*WORK REQUIRED*
Below are some records. Write out exactly their lines from the one with "Query: short-sleeve shirt" through the one with "Target: window frame", and leave the pictures behind.
INFORMATION section start
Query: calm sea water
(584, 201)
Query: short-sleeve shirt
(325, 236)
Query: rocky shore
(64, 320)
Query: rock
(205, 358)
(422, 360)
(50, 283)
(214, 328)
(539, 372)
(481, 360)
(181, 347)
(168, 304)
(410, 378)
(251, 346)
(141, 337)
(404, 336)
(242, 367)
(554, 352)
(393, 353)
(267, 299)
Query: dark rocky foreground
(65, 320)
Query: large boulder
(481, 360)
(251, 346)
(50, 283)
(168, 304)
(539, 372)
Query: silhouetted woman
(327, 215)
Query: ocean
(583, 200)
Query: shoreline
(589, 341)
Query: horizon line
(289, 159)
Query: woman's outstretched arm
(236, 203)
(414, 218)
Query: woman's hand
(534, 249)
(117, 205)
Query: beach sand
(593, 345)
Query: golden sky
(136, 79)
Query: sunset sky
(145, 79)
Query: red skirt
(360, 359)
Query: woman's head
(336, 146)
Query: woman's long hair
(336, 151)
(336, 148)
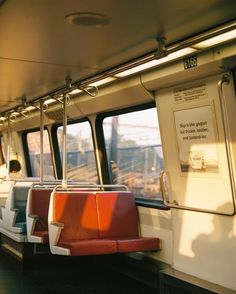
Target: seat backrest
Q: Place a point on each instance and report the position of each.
(117, 214)
(19, 201)
(39, 205)
(78, 212)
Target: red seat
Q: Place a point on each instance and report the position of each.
(43, 235)
(78, 212)
(90, 246)
(118, 220)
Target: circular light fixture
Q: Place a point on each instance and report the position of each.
(87, 19)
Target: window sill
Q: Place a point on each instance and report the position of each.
(158, 204)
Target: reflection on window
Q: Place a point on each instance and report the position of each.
(81, 165)
(33, 141)
(134, 151)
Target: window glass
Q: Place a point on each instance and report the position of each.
(33, 141)
(2, 151)
(81, 164)
(134, 151)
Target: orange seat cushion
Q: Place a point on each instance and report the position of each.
(137, 244)
(43, 234)
(90, 247)
(78, 212)
(117, 214)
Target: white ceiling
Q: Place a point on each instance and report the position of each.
(38, 49)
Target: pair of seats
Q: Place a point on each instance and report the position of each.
(92, 223)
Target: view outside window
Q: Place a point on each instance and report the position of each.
(2, 151)
(33, 141)
(81, 164)
(134, 151)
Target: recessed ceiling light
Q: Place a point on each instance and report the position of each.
(87, 19)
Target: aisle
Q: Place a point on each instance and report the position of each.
(83, 275)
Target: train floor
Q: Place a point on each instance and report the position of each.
(82, 275)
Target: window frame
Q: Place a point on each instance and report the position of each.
(55, 144)
(26, 150)
(106, 174)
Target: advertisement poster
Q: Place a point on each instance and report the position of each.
(197, 140)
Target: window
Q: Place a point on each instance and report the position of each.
(33, 143)
(2, 151)
(134, 151)
(81, 164)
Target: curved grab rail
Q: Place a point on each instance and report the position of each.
(86, 186)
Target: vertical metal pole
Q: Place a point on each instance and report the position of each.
(8, 149)
(41, 140)
(64, 154)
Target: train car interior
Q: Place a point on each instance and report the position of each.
(118, 146)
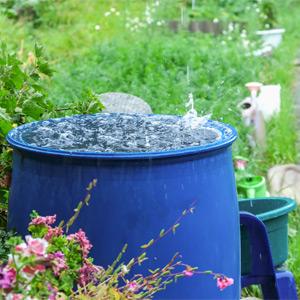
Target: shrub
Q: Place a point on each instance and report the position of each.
(50, 263)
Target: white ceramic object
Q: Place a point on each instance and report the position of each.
(268, 100)
(271, 37)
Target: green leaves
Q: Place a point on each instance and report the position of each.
(5, 122)
(145, 246)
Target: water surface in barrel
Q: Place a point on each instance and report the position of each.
(116, 133)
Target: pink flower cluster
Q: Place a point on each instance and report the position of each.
(87, 272)
(32, 246)
(83, 241)
(58, 262)
(48, 220)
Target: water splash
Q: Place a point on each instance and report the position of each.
(118, 133)
(191, 119)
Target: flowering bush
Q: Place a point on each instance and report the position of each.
(52, 264)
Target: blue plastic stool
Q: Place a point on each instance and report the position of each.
(275, 284)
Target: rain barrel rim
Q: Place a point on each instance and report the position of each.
(225, 141)
(274, 213)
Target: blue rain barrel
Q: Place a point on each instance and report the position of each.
(137, 195)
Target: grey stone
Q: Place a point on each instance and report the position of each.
(124, 103)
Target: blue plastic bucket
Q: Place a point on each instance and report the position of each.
(137, 195)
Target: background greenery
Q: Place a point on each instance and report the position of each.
(108, 45)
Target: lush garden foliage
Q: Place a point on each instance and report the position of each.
(101, 46)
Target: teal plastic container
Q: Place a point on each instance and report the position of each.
(273, 212)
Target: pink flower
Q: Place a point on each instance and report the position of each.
(58, 262)
(53, 291)
(223, 282)
(81, 238)
(188, 273)
(7, 277)
(132, 286)
(32, 270)
(49, 220)
(87, 273)
(11, 296)
(33, 247)
(36, 246)
(52, 232)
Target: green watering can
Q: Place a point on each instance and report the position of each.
(252, 187)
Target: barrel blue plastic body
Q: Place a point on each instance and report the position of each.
(137, 195)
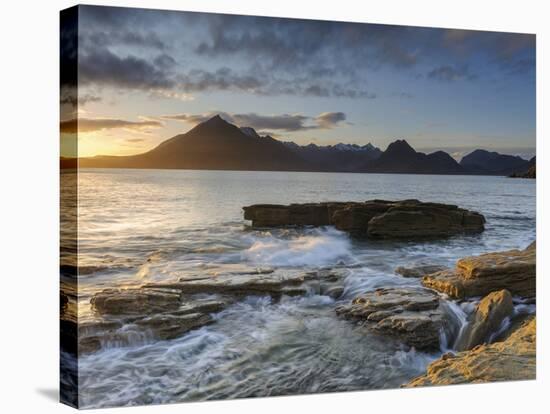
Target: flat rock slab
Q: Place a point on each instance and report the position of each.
(414, 315)
(275, 283)
(514, 270)
(169, 310)
(419, 271)
(510, 360)
(374, 218)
INFORMATION section end
*RESPONSE AREA*
Query: short-sleeve shirt
(325, 236)
Query: rocky shore
(64, 320)
Query: rock
(205, 358)
(422, 360)
(50, 283)
(214, 328)
(539, 372)
(481, 360)
(181, 347)
(168, 304)
(410, 378)
(251, 346)
(141, 337)
(404, 336)
(242, 367)
(554, 352)
(393, 353)
(267, 299)
Query: dark rocky foreground
(65, 320)
Query: large boulder
(481, 360)
(251, 346)
(50, 283)
(168, 304)
(539, 372)
Query: silhouetted woman
(327, 215)
Query: ocean
(583, 200)
Query: shoreline
(589, 341)
Query: horizon line
(289, 159)
Query: woman's outstretched arm
(236, 203)
(414, 218)
Query: woman's hand
(534, 249)
(117, 205)
Query: beach sand
(593, 345)
Query: golden sky
(136, 79)
Query: sunset sky
(145, 79)
Query: red skirt
(360, 359)
Query: woman's head
(336, 146)
Query: woman's long hair
(336, 151)
(336, 148)
Target: seat backrest
Q: Place a point on each instance and report the position of each.
(117, 214)
(19, 201)
(39, 205)
(78, 212)
Target: red seat
Q: Place a point on each instance and report the position of each.
(43, 235)
(78, 212)
(90, 246)
(118, 220)
Target: circular light fixture
Q: Place a point on each instance and report the position of each.
(87, 19)
Target: window sill
Q: Place a point on each instance and report the position of each.
(158, 204)
Target: reflection on window
Q: Place a point on each instance and report the position of each.
(81, 165)
(33, 141)
(134, 151)
Target: window glass
Q: Place a point on each instance and report the position of each.
(33, 141)
(2, 151)
(81, 164)
(134, 151)
Target: orange seat cushion
Q: Place a point on each instance and report the position of each.
(137, 244)
(43, 234)
(90, 247)
(78, 212)
(117, 214)
Target: white ceiling
Q: Place a point on each instance and report the position of each.
(38, 49)
Target: pair of seats
Q: Place a point on each instance and report the position of each.
(92, 223)
Target: view outside window
Q: Place a point on each instance and report the position of each.
(2, 151)
(33, 141)
(81, 164)
(134, 151)
Target: recessed ceiling light
Q: Place a point on each instance and report the position of each.
(87, 19)
Target: aisle
Q: Place a point on each instance and report the position of each.
(83, 275)
Target: train floor
Q: Place a point on each instance and report the position of each.
(82, 275)
Target: window frame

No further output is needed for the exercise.